TASK OBJECTIVE:
Recreate the listing that follows line for line, without pictures.

AVAILABLE DATA:
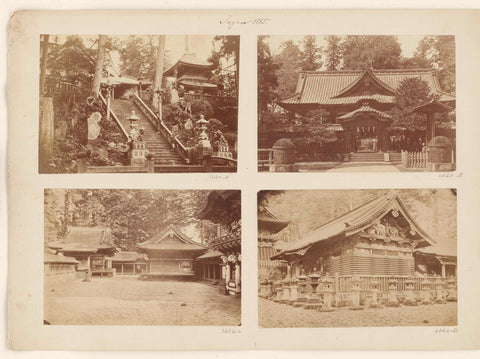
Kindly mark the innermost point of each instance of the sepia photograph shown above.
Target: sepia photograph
(356, 103)
(142, 257)
(138, 103)
(357, 258)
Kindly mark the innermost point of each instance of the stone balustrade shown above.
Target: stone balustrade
(321, 292)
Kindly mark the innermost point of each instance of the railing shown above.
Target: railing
(265, 159)
(414, 159)
(160, 126)
(343, 284)
(124, 132)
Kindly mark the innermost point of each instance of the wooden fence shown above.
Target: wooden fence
(414, 159)
(265, 159)
(343, 284)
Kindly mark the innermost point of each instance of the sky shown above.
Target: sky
(408, 43)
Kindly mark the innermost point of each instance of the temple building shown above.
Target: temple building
(170, 254)
(269, 225)
(93, 247)
(129, 263)
(358, 103)
(191, 72)
(378, 238)
(224, 209)
(439, 259)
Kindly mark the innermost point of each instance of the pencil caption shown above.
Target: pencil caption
(230, 21)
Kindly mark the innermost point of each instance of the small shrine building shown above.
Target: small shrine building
(358, 103)
(378, 239)
(269, 225)
(129, 263)
(191, 72)
(170, 254)
(224, 209)
(93, 247)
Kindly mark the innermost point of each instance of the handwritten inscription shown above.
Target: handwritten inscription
(231, 331)
(450, 175)
(230, 21)
(446, 330)
(217, 176)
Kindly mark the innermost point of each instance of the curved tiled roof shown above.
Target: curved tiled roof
(365, 109)
(171, 239)
(323, 87)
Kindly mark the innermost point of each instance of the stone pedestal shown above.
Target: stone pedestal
(328, 291)
(374, 289)
(269, 289)
(426, 292)
(440, 294)
(286, 291)
(410, 293)
(313, 301)
(452, 290)
(263, 289)
(137, 153)
(392, 300)
(301, 295)
(293, 291)
(278, 292)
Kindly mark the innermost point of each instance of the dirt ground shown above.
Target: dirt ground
(275, 315)
(129, 301)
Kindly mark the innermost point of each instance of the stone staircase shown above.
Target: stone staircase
(374, 157)
(163, 153)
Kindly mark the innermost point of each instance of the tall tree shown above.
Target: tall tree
(159, 71)
(333, 52)
(266, 77)
(439, 53)
(411, 92)
(228, 49)
(288, 62)
(383, 51)
(97, 78)
(311, 54)
(43, 63)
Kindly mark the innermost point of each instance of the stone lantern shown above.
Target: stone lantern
(410, 292)
(293, 291)
(133, 119)
(392, 300)
(452, 289)
(374, 289)
(328, 290)
(426, 294)
(314, 301)
(356, 289)
(283, 156)
(301, 295)
(440, 295)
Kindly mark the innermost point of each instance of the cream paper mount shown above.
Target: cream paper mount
(33, 193)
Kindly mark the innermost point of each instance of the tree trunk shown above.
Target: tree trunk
(43, 65)
(99, 65)
(159, 73)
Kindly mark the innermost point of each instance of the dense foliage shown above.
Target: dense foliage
(133, 215)
(434, 209)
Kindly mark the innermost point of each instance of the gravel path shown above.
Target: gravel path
(129, 301)
(274, 315)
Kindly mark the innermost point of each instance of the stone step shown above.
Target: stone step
(162, 151)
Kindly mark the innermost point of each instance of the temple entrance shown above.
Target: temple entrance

OUTPUT BELOW:
Kindly mark the innermost point of each instance of the sepia photograph shown above.
Target: sepia photograph
(356, 103)
(142, 257)
(138, 103)
(357, 258)
Kindly mark the innermost point of each instance of the stone balustrade shown above.
Target: stone balustrade
(321, 292)
Kindly mark the innermost point of each instance of the railing shown above.
Target: railing
(265, 159)
(414, 159)
(160, 126)
(343, 284)
(124, 132)
Kindly mark the innermost point of each instance of the wooden fence shown above.
Target: wooden fence
(414, 159)
(265, 159)
(343, 284)
Kindly mark the innermost point of each instance of the sky shown above.
Target: sky
(408, 43)
Kindly mark the innermost point of each instance of the temple building shown above.
Target: temple building
(170, 254)
(269, 225)
(93, 247)
(129, 263)
(358, 103)
(191, 72)
(378, 238)
(224, 209)
(439, 259)
Kindly mark the innermost point of each instance of the pencil caption shown above.
Target: pencil caption
(230, 21)
Kindly mark the innermost point of each instance of the small shrine building shown above.
Target: small shrine building
(358, 103)
(378, 239)
(269, 225)
(129, 263)
(191, 72)
(170, 254)
(224, 209)
(93, 247)
Kindly mark the innermost point of each instance of the handwritten inscription shown above.
Target: handwritten inscription
(231, 331)
(450, 175)
(230, 21)
(446, 330)
(217, 176)
Kindly mark the innermost point of each instance of the curved tiled roof shown above.
Target: curved tiled roof
(365, 109)
(171, 239)
(323, 87)
Kindly mark the innermost point of each instance of the stone pedestal shown above.
Target: stone pedestal
(328, 291)
(374, 289)
(269, 289)
(426, 292)
(440, 294)
(286, 291)
(410, 293)
(313, 301)
(452, 290)
(263, 289)
(137, 153)
(392, 300)
(301, 295)
(293, 291)
(278, 292)
Kindly mark the innermost point of each instance of the dirt ground shown above.
Target: dirt ground
(275, 315)
(129, 301)
Kindly mark the innermost point of each instance of the stone staircase shown above.
Target: stone staircase
(374, 157)
(163, 153)
Kindly mark the innermost point of each instance of the tall tree shown above.
Target: tall tree
(159, 71)
(333, 52)
(266, 77)
(439, 53)
(411, 92)
(228, 49)
(288, 62)
(383, 51)
(97, 78)
(311, 54)
(43, 63)
Kindly mark the innermost point of each instance of the stone lantern shown above.
Target: stone lantern
(410, 292)
(293, 291)
(133, 119)
(392, 300)
(452, 289)
(374, 289)
(328, 290)
(426, 294)
(314, 301)
(356, 289)
(283, 156)
(301, 295)
(440, 295)
Kindly mark the innermost point of each instance of the cream paper mount shown above.
Target: cream paper mount
(33, 193)
Kindly mark the innermost point of each instance of the tree trunk shown above.
Target: tree trunk
(43, 65)
(99, 65)
(159, 73)
Kindly mark the innermost point of each instance of the dense foliage shown above.
Target: dense foliage
(133, 215)
(434, 209)
Kindly mark the innermost point of each instance of the gravel path shown above.
Target: gravel path
(129, 301)
(274, 315)
Kindly mark the innermost point of each instance of the stone step shown above.
Target: stone step
(162, 151)
Kindly mark the innermost point of each instance of the temple entrance shown above.
Target: temple entrance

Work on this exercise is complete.